- _SHORT PROBLEM_
Please count the lines of the records below that contain the string "flower", treating uppercase and lowercase as different, and reply with only the number.

— start of EXCERPTED RECORDS —

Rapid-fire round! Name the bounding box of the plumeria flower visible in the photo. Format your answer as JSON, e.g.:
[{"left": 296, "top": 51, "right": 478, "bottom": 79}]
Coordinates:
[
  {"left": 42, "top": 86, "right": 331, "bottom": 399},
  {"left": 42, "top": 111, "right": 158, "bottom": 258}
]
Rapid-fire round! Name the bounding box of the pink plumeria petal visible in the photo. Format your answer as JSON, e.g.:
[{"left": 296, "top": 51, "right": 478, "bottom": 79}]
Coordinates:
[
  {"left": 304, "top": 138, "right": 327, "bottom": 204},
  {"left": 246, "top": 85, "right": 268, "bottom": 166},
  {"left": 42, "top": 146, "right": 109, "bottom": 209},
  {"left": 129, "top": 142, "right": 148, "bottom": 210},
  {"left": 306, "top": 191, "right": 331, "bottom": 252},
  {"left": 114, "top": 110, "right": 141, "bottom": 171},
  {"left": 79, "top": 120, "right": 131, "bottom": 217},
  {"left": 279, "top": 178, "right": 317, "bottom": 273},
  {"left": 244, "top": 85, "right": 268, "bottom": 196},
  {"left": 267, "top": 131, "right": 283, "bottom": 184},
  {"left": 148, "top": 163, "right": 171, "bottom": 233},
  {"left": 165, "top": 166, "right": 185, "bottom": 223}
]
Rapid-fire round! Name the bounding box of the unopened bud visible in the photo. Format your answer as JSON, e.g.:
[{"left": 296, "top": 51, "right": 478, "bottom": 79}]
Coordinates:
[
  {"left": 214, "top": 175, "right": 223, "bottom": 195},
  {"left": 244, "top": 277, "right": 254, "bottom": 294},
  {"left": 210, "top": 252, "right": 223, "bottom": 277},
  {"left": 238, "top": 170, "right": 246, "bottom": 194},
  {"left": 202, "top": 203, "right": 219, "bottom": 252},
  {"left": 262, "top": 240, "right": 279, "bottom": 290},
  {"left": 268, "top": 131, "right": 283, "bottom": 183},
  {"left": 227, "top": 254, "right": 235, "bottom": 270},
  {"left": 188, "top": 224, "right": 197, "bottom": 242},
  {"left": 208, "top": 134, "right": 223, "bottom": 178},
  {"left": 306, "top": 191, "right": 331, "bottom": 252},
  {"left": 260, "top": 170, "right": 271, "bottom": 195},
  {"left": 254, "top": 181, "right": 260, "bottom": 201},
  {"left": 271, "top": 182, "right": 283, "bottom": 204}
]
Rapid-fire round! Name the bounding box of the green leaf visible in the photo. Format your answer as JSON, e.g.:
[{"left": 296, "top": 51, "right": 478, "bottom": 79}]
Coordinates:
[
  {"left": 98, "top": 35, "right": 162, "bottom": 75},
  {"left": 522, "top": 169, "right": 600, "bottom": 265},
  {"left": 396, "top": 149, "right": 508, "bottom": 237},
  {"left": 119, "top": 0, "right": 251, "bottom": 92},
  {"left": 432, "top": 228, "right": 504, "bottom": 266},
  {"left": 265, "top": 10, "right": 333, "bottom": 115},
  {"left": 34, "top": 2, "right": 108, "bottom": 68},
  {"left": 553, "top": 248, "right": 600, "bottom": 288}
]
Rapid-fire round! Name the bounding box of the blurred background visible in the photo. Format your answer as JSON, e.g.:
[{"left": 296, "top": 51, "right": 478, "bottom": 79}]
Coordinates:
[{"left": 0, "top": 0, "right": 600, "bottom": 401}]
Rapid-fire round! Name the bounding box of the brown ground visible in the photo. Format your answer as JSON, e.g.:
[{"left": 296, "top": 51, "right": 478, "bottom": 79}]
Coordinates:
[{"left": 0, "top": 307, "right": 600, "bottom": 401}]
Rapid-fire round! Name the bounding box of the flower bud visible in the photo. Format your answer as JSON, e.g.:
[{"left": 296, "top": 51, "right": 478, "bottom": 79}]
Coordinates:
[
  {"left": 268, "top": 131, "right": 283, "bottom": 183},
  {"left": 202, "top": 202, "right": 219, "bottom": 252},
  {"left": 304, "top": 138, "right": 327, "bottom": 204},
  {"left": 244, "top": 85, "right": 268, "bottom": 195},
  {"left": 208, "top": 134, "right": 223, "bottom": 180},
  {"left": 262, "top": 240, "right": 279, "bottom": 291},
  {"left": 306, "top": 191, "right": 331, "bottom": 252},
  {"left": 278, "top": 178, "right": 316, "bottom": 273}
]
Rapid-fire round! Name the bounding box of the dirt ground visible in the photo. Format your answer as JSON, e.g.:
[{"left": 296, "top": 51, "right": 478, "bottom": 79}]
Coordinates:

— end of EXCERPTED RECORDS —

- _RESULT BELOW_
2